** GOAL **
Return each line from the dataset items below that contains the string "saddle". Case counts.

Dataset items:
◇ ◇ ◇ ◇

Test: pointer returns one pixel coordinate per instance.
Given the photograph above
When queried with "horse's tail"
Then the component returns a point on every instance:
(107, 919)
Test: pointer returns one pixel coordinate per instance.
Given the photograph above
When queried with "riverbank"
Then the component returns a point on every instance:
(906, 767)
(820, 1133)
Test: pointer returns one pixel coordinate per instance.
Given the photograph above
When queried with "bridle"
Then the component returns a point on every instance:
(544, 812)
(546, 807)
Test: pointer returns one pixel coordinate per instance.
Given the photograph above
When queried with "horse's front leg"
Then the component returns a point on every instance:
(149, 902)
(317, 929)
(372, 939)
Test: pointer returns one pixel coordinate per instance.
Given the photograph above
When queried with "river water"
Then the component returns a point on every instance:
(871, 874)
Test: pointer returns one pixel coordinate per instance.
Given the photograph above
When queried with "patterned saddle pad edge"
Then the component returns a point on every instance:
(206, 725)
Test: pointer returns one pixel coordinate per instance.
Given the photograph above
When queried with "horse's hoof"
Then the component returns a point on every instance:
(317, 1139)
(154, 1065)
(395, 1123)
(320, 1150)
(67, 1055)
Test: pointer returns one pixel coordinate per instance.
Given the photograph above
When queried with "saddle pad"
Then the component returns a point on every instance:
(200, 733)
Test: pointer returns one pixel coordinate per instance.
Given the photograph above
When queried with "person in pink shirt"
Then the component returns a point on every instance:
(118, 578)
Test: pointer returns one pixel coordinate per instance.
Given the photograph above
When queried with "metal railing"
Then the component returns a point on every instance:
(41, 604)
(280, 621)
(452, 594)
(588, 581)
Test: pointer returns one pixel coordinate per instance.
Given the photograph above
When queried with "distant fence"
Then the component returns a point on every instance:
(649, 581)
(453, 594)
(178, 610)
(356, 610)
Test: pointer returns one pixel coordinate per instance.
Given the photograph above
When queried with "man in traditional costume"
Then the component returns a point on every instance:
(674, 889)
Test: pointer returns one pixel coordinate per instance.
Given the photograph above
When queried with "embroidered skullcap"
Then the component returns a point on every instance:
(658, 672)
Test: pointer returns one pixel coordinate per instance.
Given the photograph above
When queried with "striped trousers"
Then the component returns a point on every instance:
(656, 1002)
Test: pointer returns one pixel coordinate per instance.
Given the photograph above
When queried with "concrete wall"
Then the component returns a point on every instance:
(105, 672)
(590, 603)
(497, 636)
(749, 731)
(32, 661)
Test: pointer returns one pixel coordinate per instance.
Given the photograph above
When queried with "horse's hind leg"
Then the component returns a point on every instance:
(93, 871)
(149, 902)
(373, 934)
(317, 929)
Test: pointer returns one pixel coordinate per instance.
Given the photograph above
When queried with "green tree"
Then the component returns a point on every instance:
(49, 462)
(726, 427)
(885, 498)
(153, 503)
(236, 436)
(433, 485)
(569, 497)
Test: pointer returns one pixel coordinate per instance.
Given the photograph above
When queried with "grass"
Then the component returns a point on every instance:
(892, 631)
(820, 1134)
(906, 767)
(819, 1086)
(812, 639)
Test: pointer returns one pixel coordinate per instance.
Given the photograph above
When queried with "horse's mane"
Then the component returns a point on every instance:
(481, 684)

◇ ◇ ◇ ◇

** OUTPUT OF THE TASK **
When queried with "patterned saddle pad edge"
When queried with "saddle pad"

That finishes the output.